══ Extract provided ══
CRT Accessory Exemption Estimated at $170 Million

After permanently ending the application of bid pricing to CRT accessories, CMS provides estimates of the positive impact for suppliers in its final rule.

After permanently ceasing the application of competitive bidding-derived reimbursement rates to accessories for complex rehab technology (CRT) wheelchairs last week, CMS also tallied up the projected the increased payments to CRT suppliers in its final rule and amounts are substantial.

According to CMS’s final rule, the agency estimated that suppliers of accessories for power CRT wheelchairs should see $130 million in increased payments from the Federal FY 2022 to FY 2026, and suppliers of accessories for manual CRT wheelchairs should see $40 million in increased payments for the same period.

The estimated $170 million in upside over the next five years is in addition to hundreds of millions of dollars that were retained thanks to delaying the application of bid-derived reimbursement since 2016, as well as the permanent exemption for power CRT accessories achieved in 2017.
═══
# Your objective
Go on with the article on CMS payments for CRT wheelchair accessories, starting after its last sentence. The items play no part in the article.
══ Dataset records ══
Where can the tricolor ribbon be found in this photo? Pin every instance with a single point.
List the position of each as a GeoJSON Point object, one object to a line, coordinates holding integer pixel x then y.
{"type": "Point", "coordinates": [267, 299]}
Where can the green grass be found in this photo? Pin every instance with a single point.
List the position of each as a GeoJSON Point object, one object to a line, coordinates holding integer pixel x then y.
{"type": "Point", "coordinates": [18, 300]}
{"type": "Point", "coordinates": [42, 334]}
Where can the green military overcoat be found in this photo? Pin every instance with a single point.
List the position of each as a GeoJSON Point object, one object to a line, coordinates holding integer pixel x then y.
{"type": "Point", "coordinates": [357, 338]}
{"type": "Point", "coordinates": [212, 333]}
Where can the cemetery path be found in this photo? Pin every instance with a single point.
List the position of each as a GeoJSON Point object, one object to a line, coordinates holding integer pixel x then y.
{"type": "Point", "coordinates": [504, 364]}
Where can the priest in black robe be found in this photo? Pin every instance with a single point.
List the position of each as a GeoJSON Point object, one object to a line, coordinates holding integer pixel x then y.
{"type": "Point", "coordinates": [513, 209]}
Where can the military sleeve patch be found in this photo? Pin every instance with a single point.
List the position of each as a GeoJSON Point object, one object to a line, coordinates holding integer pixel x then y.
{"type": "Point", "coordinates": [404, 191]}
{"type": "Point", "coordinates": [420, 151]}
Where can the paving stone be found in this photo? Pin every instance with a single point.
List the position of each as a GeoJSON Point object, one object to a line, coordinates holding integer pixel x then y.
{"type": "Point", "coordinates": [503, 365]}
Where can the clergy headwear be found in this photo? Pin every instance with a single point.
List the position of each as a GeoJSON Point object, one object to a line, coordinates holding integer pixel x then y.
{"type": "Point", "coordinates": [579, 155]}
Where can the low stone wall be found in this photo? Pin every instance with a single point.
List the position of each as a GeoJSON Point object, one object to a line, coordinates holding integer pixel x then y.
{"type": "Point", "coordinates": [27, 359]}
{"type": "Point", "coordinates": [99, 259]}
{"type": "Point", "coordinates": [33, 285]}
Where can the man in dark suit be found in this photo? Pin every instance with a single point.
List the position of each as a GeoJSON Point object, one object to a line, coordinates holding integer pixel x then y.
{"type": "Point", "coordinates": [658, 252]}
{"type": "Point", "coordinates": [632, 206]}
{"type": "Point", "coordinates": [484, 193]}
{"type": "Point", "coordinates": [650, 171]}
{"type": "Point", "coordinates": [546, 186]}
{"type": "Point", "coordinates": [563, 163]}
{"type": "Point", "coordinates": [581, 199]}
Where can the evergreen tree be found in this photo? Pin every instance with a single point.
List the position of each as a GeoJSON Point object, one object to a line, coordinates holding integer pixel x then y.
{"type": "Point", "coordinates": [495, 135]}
═══
# Response
A Protracted Battle Finally Ends

The fight to exempt accessories for complex rehab wheelchairs has been going on since 2015, when CMS expanded competitive bidding nationally, and in so doing, announced it would also apply its bid pricing scheme to CRT accessories.

For CRT stakeholders and advocates, this ran in the face of the 2008 Medicare Improvements for Patients and Providers Act (MIPPA) in 2008, which carved out CRT from the competitive bidding program.

However, CMS argued that while the language of MIPPA carved out the chairs from bidding, it didn’t remove the accessories.

From that point forward, a wide coalition of industry and patient organizations worked to reverse the policy: the National Coalition of Assistive & Rehab Technology (NCART); the American Association for Homecare (AAHomecare); the National Registry of Rehabilitation Technology Suppliers (NRRTS); U.S. Rehab, Rehabilitation Engineering and Assistive Technology Society of North America (RESNA), the ITEM Coalition, United Spinal Association, Paralyzed Veterans of America, the ALS Association, the Christopher and Dana Reeve Foundation, the Spina Bifida Association, the Center for Medicare Advocacy, and the Clinician Task Force.

With the prolonged fight to protect CRT accessories finally over, key leaders in the effort are breathing a sigh of relief.

“This outcome was the result of several years of collaborative advocacy within the CRT Community to ensure these damaging cuts did not go into effect,” NCART Executive Director Don Clayback said. “We want to thank Reps. John Larson (D-CT) and Lee Zeldin (R-NY), and Sens. Bob Casey (D-PA) and Rob Portman (R-OH), for their ongoing leadership and support.”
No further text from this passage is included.